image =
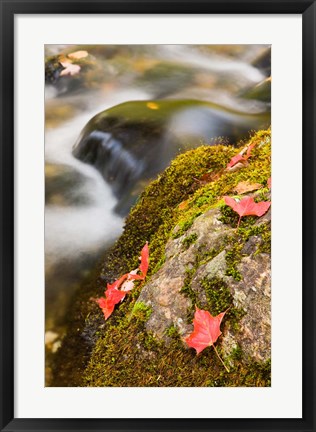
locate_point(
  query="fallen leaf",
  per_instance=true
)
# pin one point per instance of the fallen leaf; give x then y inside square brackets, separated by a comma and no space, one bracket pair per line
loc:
[114,295]
[107,304]
[70,69]
[246,186]
[183,205]
[144,260]
[247,207]
[128,284]
[206,331]
[269,183]
[77,55]
[240,156]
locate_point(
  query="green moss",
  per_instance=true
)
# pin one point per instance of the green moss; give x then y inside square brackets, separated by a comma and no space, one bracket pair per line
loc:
[219,299]
[119,360]
[141,311]
[124,353]
[189,240]
[172,332]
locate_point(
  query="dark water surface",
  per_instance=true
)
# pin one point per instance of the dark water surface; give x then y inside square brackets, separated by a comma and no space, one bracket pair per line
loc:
[174,96]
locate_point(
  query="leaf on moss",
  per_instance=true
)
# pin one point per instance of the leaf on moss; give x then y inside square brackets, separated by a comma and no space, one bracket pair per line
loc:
[77,55]
[70,69]
[246,186]
[206,330]
[247,207]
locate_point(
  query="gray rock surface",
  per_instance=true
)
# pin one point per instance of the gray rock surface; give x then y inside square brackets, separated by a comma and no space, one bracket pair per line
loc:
[252,294]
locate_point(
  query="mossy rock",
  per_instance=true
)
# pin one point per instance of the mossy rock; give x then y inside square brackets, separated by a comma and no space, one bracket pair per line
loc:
[131,143]
[221,267]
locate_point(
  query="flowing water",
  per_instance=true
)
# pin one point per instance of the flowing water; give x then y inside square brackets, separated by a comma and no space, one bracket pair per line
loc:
[80,220]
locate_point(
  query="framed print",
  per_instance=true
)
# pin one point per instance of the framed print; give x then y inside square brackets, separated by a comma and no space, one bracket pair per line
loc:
[157,215]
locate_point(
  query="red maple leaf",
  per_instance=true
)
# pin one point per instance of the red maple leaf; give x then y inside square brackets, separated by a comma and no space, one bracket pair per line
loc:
[144,260]
[206,331]
[269,183]
[247,207]
[239,157]
[114,295]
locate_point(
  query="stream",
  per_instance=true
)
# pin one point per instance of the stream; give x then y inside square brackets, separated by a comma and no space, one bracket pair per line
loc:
[226,89]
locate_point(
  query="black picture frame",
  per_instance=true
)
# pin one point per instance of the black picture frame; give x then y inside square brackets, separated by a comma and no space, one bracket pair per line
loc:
[8,10]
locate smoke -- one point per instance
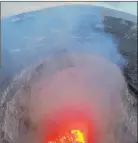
(81, 72)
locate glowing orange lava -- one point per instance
(70, 127)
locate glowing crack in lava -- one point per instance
(72, 128)
(75, 136)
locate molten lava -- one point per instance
(70, 127)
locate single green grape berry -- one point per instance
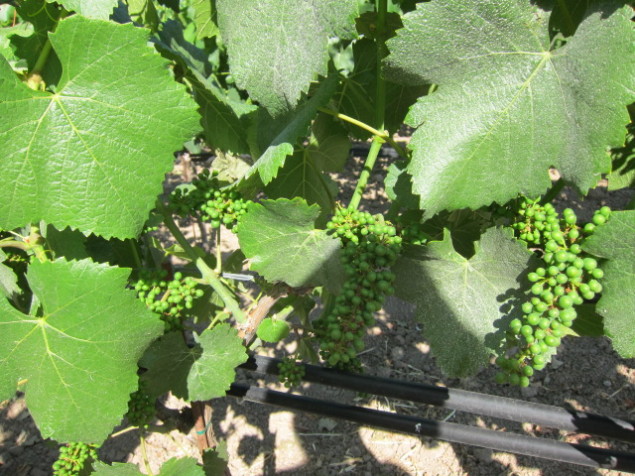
(599, 219)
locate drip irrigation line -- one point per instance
(462, 400)
(452, 432)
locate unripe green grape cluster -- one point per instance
(290, 373)
(414, 234)
(171, 299)
(567, 278)
(141, 407)
(370, 248)
(211, 201)
(73, 458)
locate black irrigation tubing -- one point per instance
(462, 400)
(453, 432)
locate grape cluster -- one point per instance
(171, 299)
(73, 459)
(567, 278)
(290, 373)
(212, 201)
(141, 408)
(370, 247)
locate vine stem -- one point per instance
(373, 153)
(362, 125)
(380, 107)
(208, 274)
(42, 58)
(144, 453)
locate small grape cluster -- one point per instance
(73, 458)
(171, 299)
(567, 278)
(141, 408)
(215, 203)
(290, 373)
(370, 247)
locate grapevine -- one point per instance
(567, 278)
(213, 202)
(290, 373)
(74, 458)
(369, 247)
(171, 299)
(141, 409)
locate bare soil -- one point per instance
(262, 440)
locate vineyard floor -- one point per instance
(262, 440)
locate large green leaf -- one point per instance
(272, 140)
(301, 177)
(615, 241)
(81, 354)
(464, 304)
(172, 467)
(101, 9)
(276, 48)
(92, 155)
(356, 96)
(202, 372)
(203, 19)
(509, 103)
(282, 244)
(8, 279)
(224, 119)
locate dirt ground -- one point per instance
(263, 440)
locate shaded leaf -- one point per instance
(94, 154)
(276, 49)
(272, 140)
(510, 102)
(272, 227)
(81, 354)
(202, 372)
(464, 304)
(615, 241)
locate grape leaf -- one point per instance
(92, 155)
(203, 14)
(82, 354)
(100, 9)
(143, 12)
(202, 372)
(300, 177)
(615, 241)
(464, 304)
(277, 48)
(356, 96)
(43, 17)
(272, 140)
(623, 173)
(276, 229)
(224, 119)
(172, 467)
(511, 103)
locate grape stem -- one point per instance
(208, 274)
(380, 107)
(362, 125)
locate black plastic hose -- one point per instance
(462, 400)
(453, 432)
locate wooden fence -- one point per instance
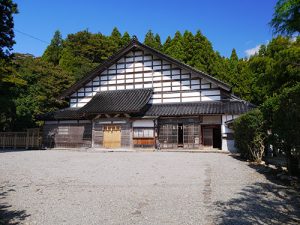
(31, 139)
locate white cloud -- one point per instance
(252, 51)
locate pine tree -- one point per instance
(233, 56)
(167, 44)
(150, 39)
(204, 55)
(188, 44)
(116, 38)
(7, 9)
(176, 48)
(53, 52)
(158, 42)
(125, 38)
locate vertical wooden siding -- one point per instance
(28, 140)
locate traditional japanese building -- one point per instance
(142, 98)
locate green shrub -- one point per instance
(249, 135)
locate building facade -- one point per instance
(141, 98)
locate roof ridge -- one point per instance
(135, 43)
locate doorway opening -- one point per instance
(112, 136)
(211, 136)
(180, 134)
(217, 142)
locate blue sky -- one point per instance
(239, 24)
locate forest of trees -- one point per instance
(29, 86)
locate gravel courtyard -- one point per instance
(69, 187)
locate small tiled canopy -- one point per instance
(120, 101)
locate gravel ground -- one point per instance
(69, 187)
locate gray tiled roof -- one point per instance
(189, 109)
(135, 102)
(120, 101)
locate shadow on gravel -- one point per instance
(8, 216)
(260, 203)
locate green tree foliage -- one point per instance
(152, 40)
(176, 48)
(250, 135)
(286, 18)
(44, 83)
(282, 115)
(125, 38)
(7, 9)
(8, 76)
(52, 53)
(234, 57)
(116, 38)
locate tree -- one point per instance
(116, 38)
(152, 40)
(125, 38)
(44, 83)
(8, 76)
(250, 135)
(282, 113)
(7, 9)
(167, 44)
(176, 48)
(286, 18)
(52, 53)
(233, 56)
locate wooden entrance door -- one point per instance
(112, 137)
(207, 133)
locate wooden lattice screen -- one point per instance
(31, 139)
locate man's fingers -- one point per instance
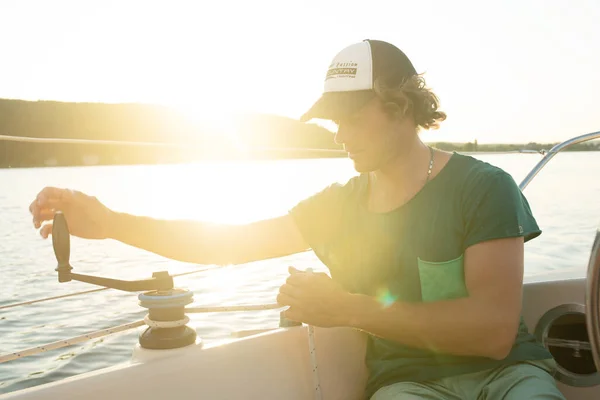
(46, 230)
(294, 314)
(291, 291)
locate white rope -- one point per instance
(258, 307)
(120, 328)
(8, 138)
(24, 303)
(69, 342)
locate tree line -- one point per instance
(133, 122)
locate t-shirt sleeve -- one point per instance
(319, 216)
(495, 208)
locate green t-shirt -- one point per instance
(414, 253)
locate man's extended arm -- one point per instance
(209, 243)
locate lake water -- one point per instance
(565, 198)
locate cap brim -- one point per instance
(338, 105)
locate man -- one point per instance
(425, 248)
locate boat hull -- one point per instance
(276, 364)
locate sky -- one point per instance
(504, 71)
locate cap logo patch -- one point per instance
(342, 70)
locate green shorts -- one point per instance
(527, 380)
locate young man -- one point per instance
(425, 248)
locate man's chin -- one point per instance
(361, 166)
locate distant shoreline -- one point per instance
(303, 154)
(49, 133)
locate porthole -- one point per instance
(563, 331)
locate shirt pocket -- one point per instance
(443, 280)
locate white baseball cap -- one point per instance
(350, 79)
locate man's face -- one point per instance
(371, 137)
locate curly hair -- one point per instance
(411, 97)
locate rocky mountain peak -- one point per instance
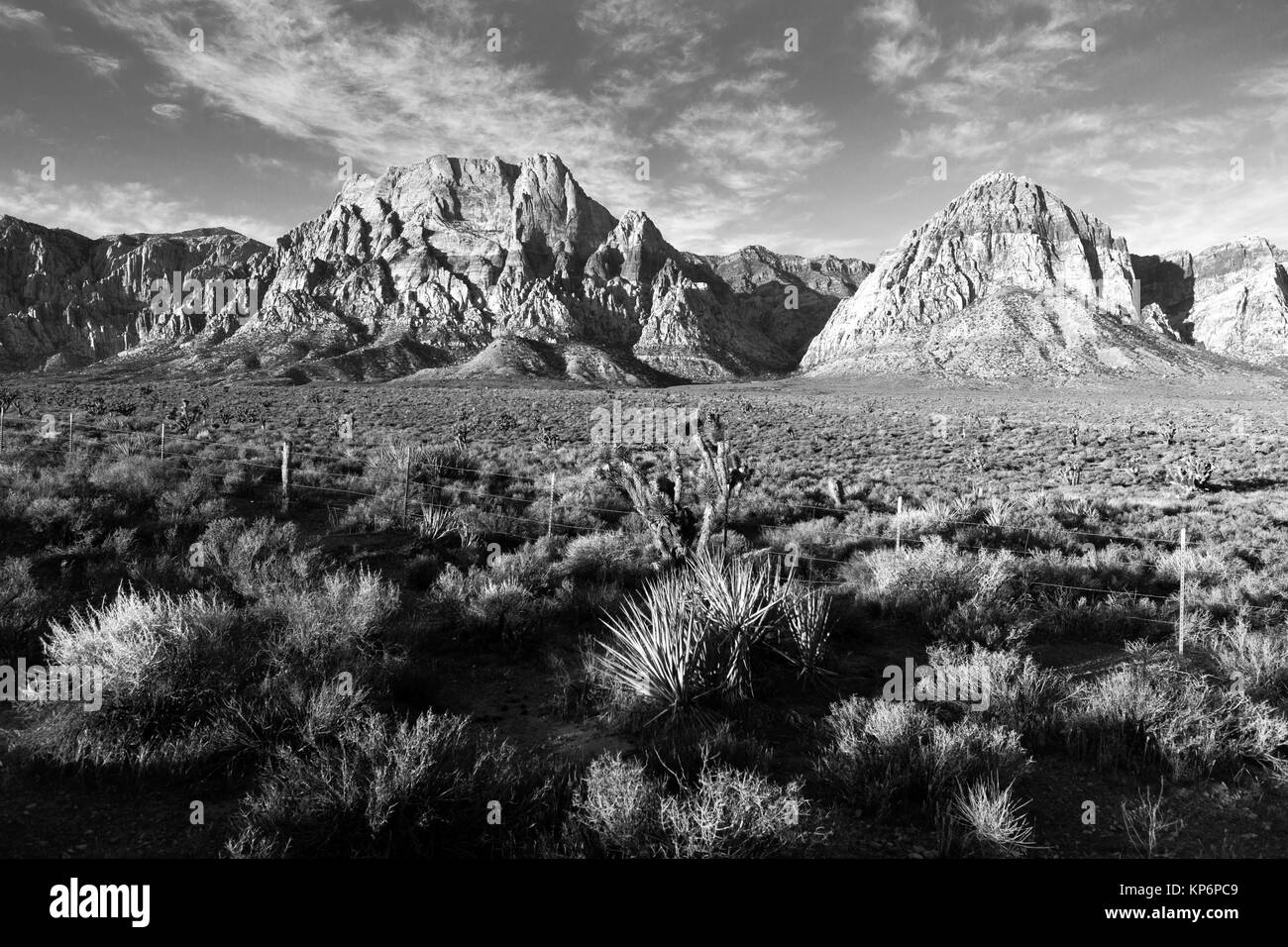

# WHAT IS BEING ASKED:
Say how many lines in the listing above include the word "query". Nothing but the number is needed.

# RESULT:
11